**What is needed**
Could you copy exactly the lines from the one containing "Place a point on the treeline" through the last line of the records, leaving out every picture?

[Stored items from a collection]

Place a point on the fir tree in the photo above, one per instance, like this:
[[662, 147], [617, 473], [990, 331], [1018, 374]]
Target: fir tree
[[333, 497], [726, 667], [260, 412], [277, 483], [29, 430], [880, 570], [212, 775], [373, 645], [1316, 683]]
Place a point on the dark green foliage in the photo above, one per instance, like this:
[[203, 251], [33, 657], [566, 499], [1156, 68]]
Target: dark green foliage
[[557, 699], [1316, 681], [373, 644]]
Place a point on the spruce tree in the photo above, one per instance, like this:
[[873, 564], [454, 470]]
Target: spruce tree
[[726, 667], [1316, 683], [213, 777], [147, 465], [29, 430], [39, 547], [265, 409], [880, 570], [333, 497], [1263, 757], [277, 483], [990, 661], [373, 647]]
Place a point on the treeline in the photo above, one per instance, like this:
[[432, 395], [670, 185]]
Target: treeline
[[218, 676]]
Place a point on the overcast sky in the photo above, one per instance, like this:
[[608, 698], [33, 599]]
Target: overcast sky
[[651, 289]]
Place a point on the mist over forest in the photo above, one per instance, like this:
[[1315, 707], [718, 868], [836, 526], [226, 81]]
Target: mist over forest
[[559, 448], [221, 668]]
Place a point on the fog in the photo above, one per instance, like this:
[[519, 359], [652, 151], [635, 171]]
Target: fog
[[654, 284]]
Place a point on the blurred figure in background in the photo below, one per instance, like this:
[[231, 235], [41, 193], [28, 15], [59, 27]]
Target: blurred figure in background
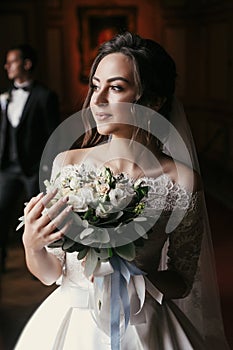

**Your response**
Place a point on the treeline in the photo above, one per instance, like this:
[[432, 395], [670, 185]]
Target: treeline
[[218, 676]]
Place a point on the overcast sky in the photo above, one per instance, like this:
[[608, 698], [33, 599]]
Target: overcast sky
[[651, 289]]
Place a point on the mist over forest in the photo above, one per instance, like this:
[[1315, 707], [718, 868], [836, 526], [226, 81]]
Target: mist over forest
[[559, 448], [221, 668]]
Place a point on the fog in the photo above, one per instance, like this:
[[519, 359], [652, 151], [635, 171]]
Target: fog
[[654, 284]]
Place a point on the blurred figure in background in the photo below, one per instance, like this:
[[231, 235], [41, 193], [28, 15], [59, 27]]
Target: blurred figure in background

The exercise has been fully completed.